■ INSTRUCTIONS TO FOLLOW
Nothing but the lines from the one containing "of the truck" through the end of the entries below should be set down, each exactly as written.

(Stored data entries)
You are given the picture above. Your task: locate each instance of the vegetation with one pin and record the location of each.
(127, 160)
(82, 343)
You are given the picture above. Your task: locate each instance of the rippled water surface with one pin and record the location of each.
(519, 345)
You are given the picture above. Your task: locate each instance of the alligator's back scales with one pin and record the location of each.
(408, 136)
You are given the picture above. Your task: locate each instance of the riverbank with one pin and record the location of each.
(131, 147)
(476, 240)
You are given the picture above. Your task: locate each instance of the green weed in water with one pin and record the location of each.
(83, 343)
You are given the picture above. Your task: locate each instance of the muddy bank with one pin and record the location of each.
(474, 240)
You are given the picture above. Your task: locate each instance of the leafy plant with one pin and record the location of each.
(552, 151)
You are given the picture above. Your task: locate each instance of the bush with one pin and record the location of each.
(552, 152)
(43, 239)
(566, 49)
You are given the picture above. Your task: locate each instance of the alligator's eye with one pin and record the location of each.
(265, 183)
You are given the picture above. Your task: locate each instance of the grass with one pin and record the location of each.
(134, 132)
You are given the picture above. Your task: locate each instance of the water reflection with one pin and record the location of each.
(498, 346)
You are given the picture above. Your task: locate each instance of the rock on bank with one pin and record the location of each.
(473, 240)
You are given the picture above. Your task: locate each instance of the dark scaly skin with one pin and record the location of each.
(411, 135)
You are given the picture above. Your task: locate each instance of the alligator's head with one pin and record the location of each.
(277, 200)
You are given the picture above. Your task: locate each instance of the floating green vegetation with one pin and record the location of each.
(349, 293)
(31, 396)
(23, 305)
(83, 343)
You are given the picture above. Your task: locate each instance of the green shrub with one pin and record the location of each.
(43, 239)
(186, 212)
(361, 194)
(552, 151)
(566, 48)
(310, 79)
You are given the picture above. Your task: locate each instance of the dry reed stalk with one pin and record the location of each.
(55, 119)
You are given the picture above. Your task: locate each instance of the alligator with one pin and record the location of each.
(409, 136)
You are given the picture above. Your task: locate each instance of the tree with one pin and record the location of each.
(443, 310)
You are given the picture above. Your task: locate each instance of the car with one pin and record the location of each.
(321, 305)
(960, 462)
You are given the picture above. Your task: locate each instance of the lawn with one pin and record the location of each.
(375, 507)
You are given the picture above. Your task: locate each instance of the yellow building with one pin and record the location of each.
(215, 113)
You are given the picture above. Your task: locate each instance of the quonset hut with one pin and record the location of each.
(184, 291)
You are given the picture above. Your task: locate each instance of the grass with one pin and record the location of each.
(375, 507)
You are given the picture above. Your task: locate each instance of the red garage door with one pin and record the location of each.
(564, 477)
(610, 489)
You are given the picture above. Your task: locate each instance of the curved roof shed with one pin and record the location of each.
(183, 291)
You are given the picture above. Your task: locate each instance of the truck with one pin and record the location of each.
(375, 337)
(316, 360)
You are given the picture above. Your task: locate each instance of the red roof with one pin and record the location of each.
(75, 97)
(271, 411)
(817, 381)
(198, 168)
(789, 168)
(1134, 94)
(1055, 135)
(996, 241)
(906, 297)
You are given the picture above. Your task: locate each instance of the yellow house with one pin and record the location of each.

■ ANSWER BELOW
You are given the picture above. Your task: locate each instance of the truck with one pin and record the location of each.
(375, 337)
(316, 360)
You are given the picture above. Your task: locate each instance of the red roof with one pin and record the location of each.
(75, 97)
(271, 411)
(817, 381)
(198, 168)
(789, 168)
(1134, 94)
(1055, 135)
(996, 241)
(906, 297)
You are given the picture above. Your task: locate each instance of the yellow house with one pin and record the location of each.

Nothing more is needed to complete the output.